» **Work task**
I would like the lines below, from the one with "Spot every calm" through the one with "Spot every snow patch", copied exactly and without any pictures.
========================
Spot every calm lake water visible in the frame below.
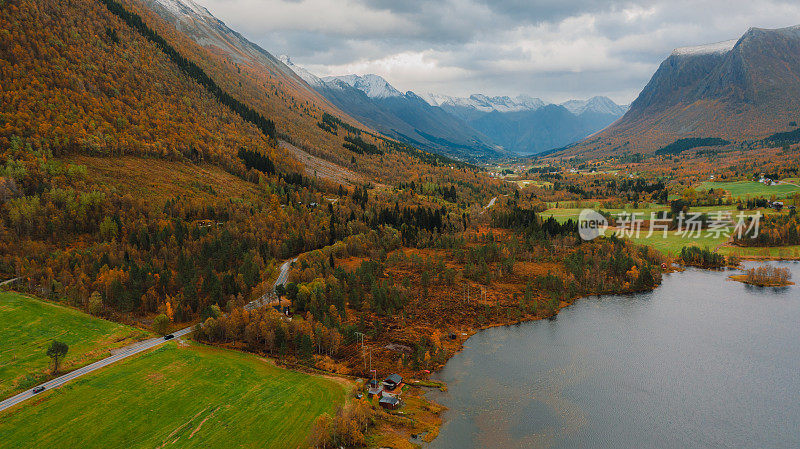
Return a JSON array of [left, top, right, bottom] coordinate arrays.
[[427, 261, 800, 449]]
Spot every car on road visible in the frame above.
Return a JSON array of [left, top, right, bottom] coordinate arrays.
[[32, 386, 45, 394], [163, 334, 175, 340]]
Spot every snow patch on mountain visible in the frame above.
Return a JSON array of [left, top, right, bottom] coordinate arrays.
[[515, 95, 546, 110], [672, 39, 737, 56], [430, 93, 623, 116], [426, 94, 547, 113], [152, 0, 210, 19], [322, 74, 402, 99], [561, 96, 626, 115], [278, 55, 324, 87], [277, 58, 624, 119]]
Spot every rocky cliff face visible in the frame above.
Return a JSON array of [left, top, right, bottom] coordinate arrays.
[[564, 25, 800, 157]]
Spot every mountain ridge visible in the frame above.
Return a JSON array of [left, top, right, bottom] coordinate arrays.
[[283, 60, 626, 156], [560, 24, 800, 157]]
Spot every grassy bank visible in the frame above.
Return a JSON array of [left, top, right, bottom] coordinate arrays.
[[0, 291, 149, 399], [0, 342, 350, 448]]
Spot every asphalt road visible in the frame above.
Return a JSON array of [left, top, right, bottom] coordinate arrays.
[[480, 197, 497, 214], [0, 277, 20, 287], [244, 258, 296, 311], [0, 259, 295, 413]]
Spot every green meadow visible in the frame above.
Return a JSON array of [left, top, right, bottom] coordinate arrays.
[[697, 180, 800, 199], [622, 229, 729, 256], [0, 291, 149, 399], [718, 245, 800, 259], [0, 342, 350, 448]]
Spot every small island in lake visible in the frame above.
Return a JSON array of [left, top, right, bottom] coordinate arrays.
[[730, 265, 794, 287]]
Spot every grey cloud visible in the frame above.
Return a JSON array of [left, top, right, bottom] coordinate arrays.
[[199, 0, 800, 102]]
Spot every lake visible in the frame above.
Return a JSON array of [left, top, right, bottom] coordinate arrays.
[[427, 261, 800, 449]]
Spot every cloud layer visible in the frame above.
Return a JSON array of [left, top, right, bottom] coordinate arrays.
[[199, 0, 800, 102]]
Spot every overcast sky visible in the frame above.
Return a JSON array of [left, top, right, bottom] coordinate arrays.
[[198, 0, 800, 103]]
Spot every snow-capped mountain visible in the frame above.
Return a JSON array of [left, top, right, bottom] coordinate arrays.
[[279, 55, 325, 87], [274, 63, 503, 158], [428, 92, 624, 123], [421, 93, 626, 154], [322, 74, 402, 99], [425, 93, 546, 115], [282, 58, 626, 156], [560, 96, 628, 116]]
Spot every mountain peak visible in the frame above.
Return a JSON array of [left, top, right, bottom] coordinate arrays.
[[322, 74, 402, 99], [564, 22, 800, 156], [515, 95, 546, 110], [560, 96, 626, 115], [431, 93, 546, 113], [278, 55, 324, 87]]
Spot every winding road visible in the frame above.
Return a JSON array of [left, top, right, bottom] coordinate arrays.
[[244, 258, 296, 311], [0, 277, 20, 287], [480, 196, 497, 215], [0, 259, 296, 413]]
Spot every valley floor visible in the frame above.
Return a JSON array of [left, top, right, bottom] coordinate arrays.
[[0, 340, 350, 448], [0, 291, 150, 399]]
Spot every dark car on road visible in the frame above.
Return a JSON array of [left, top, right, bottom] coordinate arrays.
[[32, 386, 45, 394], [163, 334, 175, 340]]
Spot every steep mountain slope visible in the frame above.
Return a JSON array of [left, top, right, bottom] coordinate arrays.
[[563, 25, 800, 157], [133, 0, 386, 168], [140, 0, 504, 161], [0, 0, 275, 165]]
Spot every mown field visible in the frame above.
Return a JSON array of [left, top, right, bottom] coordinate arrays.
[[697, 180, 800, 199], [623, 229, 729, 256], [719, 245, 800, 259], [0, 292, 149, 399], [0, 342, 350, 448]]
========================
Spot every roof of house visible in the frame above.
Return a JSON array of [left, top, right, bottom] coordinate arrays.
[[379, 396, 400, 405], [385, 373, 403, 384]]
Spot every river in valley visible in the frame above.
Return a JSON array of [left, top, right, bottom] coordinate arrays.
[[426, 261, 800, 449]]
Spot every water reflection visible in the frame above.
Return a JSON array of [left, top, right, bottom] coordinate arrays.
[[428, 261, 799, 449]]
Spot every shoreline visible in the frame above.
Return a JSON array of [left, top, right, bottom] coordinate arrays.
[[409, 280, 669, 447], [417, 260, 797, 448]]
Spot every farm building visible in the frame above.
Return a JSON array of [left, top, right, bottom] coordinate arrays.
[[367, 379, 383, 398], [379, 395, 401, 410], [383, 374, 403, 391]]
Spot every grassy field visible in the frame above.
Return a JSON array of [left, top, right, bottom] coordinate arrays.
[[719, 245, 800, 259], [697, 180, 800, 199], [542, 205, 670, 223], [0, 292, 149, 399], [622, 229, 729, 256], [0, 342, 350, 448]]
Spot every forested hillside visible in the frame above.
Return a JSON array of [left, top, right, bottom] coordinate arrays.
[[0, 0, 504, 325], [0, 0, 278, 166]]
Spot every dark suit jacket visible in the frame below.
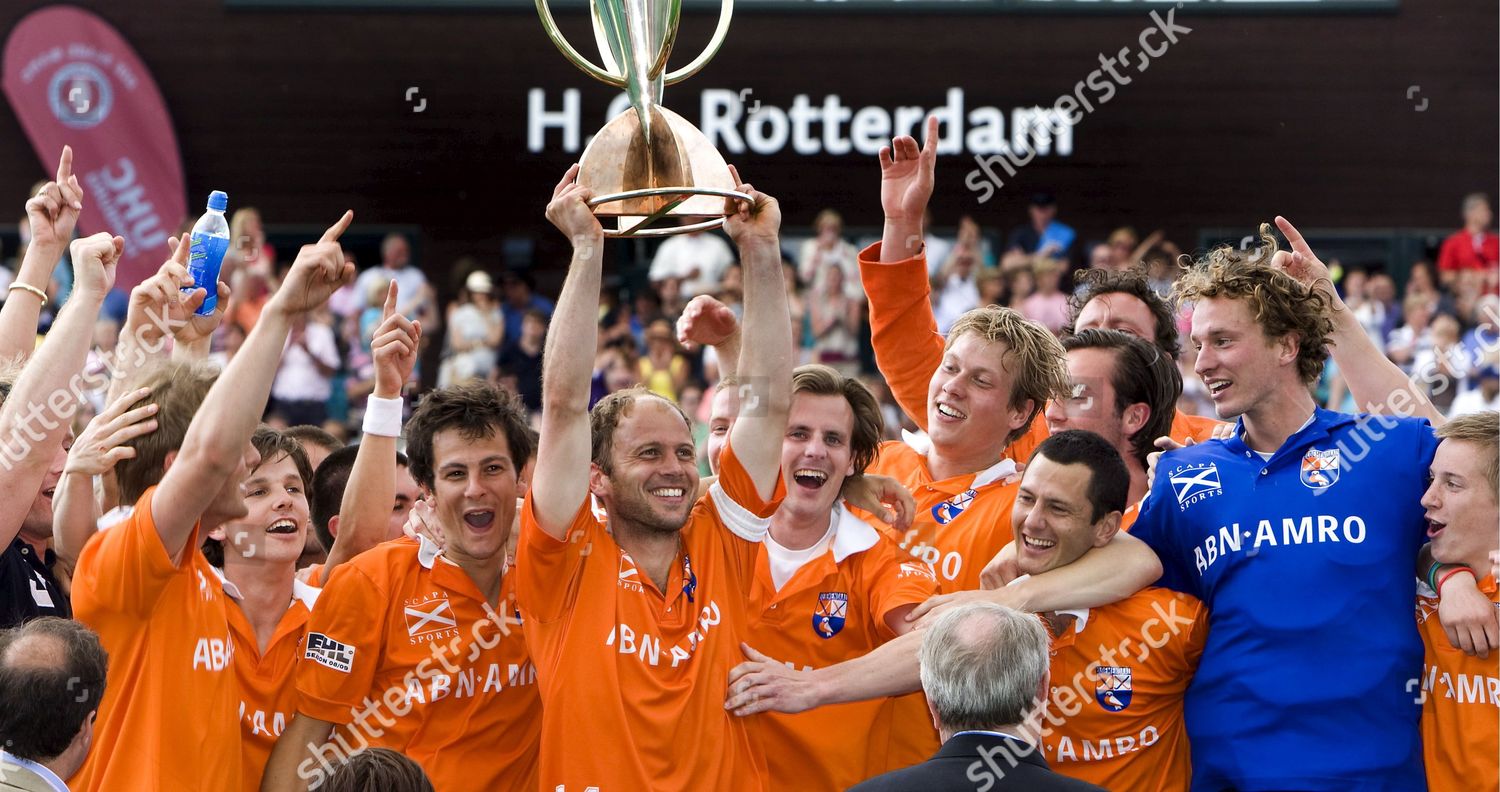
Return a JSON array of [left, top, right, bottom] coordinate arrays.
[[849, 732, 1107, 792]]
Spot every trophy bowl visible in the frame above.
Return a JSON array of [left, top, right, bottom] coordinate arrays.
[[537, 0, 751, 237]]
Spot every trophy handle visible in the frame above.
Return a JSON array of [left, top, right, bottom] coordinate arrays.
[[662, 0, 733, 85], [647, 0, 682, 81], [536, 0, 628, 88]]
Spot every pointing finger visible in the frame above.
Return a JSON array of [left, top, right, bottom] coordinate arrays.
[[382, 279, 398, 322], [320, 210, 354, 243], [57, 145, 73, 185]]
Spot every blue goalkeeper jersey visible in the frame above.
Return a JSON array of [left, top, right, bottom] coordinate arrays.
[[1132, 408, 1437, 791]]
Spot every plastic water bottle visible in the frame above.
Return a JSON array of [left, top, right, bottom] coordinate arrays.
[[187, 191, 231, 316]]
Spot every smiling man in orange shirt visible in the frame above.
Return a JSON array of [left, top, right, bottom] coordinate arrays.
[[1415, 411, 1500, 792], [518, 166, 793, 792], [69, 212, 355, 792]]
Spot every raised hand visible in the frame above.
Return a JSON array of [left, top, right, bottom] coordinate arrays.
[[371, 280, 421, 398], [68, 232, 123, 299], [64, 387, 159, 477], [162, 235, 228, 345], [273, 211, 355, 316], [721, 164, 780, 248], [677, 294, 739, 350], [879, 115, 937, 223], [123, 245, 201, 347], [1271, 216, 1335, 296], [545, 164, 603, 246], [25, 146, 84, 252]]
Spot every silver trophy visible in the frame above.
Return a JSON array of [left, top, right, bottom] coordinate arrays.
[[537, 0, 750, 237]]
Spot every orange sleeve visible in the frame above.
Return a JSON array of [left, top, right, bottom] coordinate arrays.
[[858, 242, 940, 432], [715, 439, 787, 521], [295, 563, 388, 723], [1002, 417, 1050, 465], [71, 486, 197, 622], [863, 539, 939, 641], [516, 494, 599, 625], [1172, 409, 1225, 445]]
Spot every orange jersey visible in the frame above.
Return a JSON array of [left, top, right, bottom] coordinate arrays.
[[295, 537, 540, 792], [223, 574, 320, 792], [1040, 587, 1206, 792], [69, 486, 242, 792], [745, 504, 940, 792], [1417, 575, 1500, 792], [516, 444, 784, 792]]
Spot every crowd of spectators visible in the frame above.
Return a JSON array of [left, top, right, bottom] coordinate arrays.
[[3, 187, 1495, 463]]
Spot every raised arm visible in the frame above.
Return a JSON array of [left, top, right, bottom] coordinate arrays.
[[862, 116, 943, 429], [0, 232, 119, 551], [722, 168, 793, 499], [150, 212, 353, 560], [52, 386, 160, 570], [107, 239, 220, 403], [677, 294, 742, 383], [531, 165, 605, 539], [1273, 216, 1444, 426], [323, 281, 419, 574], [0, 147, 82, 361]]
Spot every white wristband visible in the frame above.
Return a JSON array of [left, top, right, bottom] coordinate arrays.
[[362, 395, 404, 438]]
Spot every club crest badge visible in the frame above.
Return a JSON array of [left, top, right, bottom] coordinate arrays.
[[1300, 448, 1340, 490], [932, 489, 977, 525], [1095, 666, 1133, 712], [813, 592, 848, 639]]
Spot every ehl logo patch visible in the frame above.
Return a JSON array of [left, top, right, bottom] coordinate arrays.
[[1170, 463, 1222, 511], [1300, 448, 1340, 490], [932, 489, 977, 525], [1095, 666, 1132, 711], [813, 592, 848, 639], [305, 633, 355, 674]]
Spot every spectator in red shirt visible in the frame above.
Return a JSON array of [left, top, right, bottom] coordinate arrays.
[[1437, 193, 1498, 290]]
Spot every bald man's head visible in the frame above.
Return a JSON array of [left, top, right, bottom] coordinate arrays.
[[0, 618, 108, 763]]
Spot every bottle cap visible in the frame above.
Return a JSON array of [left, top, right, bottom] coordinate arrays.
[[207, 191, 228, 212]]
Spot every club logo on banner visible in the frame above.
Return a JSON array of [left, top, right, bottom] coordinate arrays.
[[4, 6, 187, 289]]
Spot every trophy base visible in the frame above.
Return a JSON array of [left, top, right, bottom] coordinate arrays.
========================
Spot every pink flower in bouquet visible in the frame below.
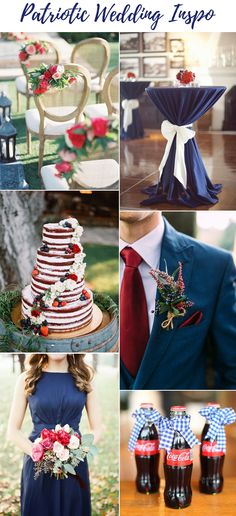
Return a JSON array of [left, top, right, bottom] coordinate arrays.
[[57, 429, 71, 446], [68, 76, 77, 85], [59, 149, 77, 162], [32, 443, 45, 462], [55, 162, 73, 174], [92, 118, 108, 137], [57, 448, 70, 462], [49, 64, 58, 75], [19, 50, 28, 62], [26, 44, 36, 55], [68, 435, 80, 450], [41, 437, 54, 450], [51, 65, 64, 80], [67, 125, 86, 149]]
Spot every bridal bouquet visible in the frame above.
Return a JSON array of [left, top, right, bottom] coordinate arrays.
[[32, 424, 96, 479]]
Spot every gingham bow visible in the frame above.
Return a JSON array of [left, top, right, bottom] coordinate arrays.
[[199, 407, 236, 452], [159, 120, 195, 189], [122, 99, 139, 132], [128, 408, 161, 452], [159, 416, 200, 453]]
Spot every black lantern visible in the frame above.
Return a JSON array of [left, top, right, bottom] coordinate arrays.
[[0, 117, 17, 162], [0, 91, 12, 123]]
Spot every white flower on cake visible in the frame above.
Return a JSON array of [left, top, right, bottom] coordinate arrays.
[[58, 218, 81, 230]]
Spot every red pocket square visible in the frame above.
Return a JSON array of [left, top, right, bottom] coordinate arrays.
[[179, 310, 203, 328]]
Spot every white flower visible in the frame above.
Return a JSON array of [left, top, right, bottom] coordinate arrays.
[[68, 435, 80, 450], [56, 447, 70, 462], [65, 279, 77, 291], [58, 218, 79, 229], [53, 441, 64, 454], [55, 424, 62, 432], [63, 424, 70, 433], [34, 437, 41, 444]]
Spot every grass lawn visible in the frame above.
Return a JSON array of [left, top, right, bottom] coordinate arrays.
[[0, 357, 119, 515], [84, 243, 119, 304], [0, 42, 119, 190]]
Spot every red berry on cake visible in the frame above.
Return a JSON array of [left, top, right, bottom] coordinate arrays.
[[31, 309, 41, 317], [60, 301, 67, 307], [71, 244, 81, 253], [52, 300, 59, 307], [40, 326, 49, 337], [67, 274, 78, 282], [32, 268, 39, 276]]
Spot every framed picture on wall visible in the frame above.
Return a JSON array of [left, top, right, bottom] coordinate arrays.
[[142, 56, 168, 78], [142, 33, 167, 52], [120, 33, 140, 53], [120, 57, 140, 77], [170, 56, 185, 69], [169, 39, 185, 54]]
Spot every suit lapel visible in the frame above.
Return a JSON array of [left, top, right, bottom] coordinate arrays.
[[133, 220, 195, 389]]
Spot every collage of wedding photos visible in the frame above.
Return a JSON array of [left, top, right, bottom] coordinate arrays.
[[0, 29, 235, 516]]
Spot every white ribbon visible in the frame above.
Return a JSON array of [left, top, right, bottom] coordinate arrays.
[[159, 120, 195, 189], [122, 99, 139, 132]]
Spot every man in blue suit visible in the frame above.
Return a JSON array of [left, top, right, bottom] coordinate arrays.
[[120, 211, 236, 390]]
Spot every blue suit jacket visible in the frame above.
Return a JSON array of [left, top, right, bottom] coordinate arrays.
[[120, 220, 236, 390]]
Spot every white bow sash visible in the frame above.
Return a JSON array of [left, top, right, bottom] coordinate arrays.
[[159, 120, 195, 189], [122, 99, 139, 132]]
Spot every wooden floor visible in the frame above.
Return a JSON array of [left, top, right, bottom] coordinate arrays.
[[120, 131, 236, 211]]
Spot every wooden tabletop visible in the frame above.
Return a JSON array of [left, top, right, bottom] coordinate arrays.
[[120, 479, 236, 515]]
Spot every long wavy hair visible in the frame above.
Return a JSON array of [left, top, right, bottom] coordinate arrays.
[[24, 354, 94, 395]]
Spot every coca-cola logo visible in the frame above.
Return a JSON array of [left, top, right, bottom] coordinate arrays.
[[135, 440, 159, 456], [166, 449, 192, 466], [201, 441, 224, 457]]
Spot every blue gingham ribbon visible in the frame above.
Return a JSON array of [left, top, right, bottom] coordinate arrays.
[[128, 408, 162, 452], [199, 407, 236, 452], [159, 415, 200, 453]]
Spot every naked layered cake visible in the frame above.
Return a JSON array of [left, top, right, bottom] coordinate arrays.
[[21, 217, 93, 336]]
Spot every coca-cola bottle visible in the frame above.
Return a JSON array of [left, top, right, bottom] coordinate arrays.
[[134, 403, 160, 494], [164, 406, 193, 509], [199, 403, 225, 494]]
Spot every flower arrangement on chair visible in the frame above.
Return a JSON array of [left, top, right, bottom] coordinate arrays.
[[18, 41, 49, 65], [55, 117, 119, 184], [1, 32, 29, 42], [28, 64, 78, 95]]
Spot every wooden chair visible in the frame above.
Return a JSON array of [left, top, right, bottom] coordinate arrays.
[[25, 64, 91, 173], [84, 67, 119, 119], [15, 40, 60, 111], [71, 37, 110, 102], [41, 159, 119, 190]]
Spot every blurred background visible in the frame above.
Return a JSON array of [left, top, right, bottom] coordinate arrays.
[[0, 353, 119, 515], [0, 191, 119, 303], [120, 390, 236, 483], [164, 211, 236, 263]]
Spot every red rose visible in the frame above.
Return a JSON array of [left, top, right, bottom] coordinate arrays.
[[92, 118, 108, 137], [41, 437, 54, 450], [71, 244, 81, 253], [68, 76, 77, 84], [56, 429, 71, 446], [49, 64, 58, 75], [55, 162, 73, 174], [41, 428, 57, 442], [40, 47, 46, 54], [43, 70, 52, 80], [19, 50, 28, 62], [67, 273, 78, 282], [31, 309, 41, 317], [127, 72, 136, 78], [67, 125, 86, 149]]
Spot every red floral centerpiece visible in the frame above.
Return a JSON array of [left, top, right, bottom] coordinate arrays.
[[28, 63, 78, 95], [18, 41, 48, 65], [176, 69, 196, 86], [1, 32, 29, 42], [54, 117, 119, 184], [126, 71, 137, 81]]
========================
» **Answer to this task**
Spot every calm lake water visible in the frame below.
Return a JSON array of [left, top, right, bottom] coordinate arrays.
[[427, 261, 800, 449]]
Spot every car on road visible in the frame above.
Return a JSON array of [left, top, right, bottom] coordinate arrays.
[[32, 386, 45, 394], [163, 334, 175, 340]]
Spot every snow patch on mountain visible in the frame above.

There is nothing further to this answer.